▶ _Written exercise 1_
Copy the stretch of the forum thread about hand grinders for a V60 from "Hoping to spend" through "your eyes open.".
Start Text block
# Recommended Hand Grinder for V60



## The Asgard (Aug 1, 2017)

Hi guys,

Could some kind soul recommend me a reasonale hand grinder to go with my new V60?

Over the past 2 years I have been going without coffee while in the caravan. So I thought I would pickup a V60 being more sturdier than my Chemex and find a suitable hand grinder to go with it. Use wise I would be looking to use it for about 35 days a year. I am not expecting it to compete with my Royal but anything would be better than powder coffee!

Not looking to pay the earth and hoping to pick one up 2nd hand from here.

Any advice would be greatly apprecated.


----------



## ashcroc (Oct 28, 2016)

It depends what you class as spending the earth. If you can stretch to something with steel burrs like an aergrind or feldgrind, it should be an easier/less time consuming grind. Plenty of cheaper ceramic burred grinders that should cope ok with filter grind though.


----------



## Jony (Sep 8, 2017)

Budget.


----------



## Zephyp (Mar 1, 2017)

Going by your description I'm thinking more Hario Slim or Porlex Mini than the $150-350 grinders


----------



## The Asgard (Aug 1, 2017)

Hi there,

Hoping to spend a max of £100 to get something 2nd hand.

I have been looking at a Feldgrind and have seen a few for sale on here.

Cheers


----------



## Jony (Sep 8, 2017)

In the last two weeks two Feld2 have been sold for £80 which is a very good price, keep your eyes open.


----------



## the_partisan (Feb 29, 2016)

Seems like there's a Feld47 Travel 2nd for sale on MBK's page for £130: http://www.madebyknock.com/store/p48/feld47travel.html

But of course you may order at your own risk from them directly.


----------
End Text block
▶ _Written exercise 2_
Reproduce the records from their start through the line containing "61 80 L 111", keeping the requests and format samples as they are but multiplying every coordinate in the answer outlines by 1.6 and rounding to whole numbers, with halves rounded up. Leave the pictures out.
Start Source data
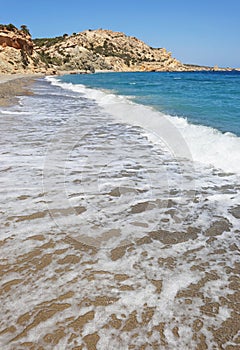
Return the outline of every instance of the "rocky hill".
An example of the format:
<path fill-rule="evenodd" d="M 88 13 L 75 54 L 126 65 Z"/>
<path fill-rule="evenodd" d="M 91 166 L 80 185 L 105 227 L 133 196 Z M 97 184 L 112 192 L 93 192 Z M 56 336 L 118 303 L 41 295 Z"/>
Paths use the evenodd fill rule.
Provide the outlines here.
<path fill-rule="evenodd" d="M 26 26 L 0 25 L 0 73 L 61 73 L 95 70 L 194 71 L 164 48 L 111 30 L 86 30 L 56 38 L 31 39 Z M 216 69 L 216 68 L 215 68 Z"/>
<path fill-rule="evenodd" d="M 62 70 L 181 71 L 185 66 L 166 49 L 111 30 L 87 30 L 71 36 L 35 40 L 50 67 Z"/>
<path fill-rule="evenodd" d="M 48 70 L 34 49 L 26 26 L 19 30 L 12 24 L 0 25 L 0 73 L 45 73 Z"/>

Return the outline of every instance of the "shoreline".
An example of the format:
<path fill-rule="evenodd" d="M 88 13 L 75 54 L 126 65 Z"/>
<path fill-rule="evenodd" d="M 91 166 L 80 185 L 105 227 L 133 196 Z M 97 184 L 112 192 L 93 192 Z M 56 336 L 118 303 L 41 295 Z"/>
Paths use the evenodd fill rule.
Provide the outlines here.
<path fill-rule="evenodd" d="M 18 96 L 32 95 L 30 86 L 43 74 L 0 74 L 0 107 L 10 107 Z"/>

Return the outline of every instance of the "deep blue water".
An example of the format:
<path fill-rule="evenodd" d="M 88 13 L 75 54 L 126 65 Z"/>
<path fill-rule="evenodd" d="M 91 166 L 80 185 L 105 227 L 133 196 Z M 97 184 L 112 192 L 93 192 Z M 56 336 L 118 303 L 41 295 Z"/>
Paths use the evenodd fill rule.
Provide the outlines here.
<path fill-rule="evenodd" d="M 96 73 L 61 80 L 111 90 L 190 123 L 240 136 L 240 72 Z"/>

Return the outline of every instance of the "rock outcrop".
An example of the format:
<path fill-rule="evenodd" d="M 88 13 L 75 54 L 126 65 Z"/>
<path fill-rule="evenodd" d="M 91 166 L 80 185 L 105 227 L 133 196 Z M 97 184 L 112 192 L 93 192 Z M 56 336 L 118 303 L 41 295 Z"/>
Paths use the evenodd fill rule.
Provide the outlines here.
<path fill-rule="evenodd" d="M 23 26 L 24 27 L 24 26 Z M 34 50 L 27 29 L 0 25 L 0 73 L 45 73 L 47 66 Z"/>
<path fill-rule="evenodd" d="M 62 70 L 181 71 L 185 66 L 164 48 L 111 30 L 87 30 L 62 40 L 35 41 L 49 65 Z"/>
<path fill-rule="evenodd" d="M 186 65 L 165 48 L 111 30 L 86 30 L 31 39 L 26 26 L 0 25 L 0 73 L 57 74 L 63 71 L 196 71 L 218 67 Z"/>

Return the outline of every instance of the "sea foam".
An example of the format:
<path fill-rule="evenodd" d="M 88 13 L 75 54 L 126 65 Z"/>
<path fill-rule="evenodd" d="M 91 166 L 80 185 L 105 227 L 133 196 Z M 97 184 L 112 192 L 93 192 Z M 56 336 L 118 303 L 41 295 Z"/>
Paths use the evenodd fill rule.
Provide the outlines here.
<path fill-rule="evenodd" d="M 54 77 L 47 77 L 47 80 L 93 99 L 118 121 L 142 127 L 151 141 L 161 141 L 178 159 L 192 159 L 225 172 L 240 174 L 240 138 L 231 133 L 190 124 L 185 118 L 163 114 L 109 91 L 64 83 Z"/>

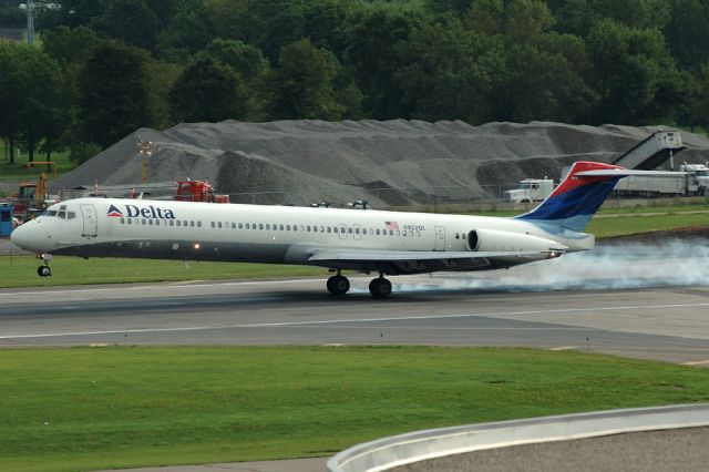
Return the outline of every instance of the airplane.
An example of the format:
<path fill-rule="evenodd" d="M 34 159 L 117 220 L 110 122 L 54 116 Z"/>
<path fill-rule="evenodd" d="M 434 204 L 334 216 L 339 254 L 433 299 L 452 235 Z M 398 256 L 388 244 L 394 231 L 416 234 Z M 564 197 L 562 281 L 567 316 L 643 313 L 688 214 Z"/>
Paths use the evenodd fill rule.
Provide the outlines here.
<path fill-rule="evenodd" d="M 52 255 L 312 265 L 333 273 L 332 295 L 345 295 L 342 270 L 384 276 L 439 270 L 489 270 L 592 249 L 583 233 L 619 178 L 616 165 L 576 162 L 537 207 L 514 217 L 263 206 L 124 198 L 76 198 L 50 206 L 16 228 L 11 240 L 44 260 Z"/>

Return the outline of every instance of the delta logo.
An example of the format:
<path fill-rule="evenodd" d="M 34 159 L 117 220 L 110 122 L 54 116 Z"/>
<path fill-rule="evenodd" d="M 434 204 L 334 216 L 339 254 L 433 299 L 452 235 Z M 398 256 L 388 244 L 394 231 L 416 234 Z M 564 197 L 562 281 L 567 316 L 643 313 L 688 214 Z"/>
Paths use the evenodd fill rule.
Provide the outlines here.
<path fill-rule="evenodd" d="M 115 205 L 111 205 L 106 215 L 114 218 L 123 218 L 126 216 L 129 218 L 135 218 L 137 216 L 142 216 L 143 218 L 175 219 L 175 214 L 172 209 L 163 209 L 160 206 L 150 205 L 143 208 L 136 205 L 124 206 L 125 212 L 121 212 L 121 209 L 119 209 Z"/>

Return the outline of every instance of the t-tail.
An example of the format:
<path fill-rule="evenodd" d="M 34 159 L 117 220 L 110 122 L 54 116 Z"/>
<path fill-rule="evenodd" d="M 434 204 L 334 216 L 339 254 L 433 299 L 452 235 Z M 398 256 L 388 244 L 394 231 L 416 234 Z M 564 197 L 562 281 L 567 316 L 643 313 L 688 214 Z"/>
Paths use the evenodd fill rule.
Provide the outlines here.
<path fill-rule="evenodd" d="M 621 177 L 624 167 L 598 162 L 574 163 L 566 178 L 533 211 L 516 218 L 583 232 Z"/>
End Source data
▶ _Solution 1_
Hoping to spend a max of £100 to get something 2nd hand.

I have been looking at a Feldgrind and have seen a few for sale on here.

Cheers


----------



## Jony (Sep 8, 2017)

In the last two weeks two Feld2 have been sold for £80 which is a very good price, keep your eyes open.

▶ _Solution 2_
Return the outline of every instance of the "rocky hill".
An example of the format:
<path fill-rule="evenodd" d="M 88 13 L 75 54 L 126 65 Z"/>
<path fill-rule="evenodd" d="M 91 166 L 80 185 L 105 227 L 133 196 Z M 97 184 L 112 192 L 93 192 Z M 56 336 L 118 303 L 41 295 Z"/>
Paths use the evenodd fill rule.
Provide the outlines here.
<path fill-rule="evenodd" d="M 42 42 L 0 40 L 0 117 L 98 117 L 152 112 L 310 114 L 262 77 L 178 48 L 138 48 L 90 61 L 50 62 Z M 346 110 L 346 109 L 344 109 Z"/>
<path fill-rule="evenodd" d="M 99 112 L 290 114 L 296 106 L 266 78 L 178 48 L 139 48 L 114 58 L 56 64 L 80 107 Z"/>
<path fill-rule="evenodd" d="M 77 112 L 54 78 L 42 42 L 30 48 L 19 38 L 0 40 L 0 117 L 72 117 Z"/>

Return the outline of every instance of the "shoreline".
An example of the format:
<path fill-rule="evenodd" d="M 88 13 L 75 54 L 126 65 Z"/>
<path fill-rule="evenodd" d="M 91 166 L 80 185 L 105 227 L 133 196 Z M 97 184 L 112 192 L 93 192 Z M 56 336 L 118 303 L 41 295 Z"/>
Paths use the evenodd fill rule.
Provide the outlines here.
<path fill-rule="evenodd" d="M 29 154 L 51 152 L 48 138 L 69 118 L 0 118 L 0 171 L 16 171 Z"/>

Return the outline of every instance of the "deep blue water".
An example of the format:
<path fill-rule="evenodd" d="M 88 13 L 75 54 L 126 65 Z"/>
<path fill-rule="evenodd" d="M 91 166 L 80 185 L 105 227 L 133 196 Z M 97 184 L 112 192 L 93 192 Z M 56 336 L 118 303 L 41 295 Z"/>
Paths use the evenodd fill rule.
Provide the outlines here.
<path fill-rule="evenodd" d="M 154 117 L 98 128 L 178 144 L 304 197 L 384 218 L 384 115 Z"/>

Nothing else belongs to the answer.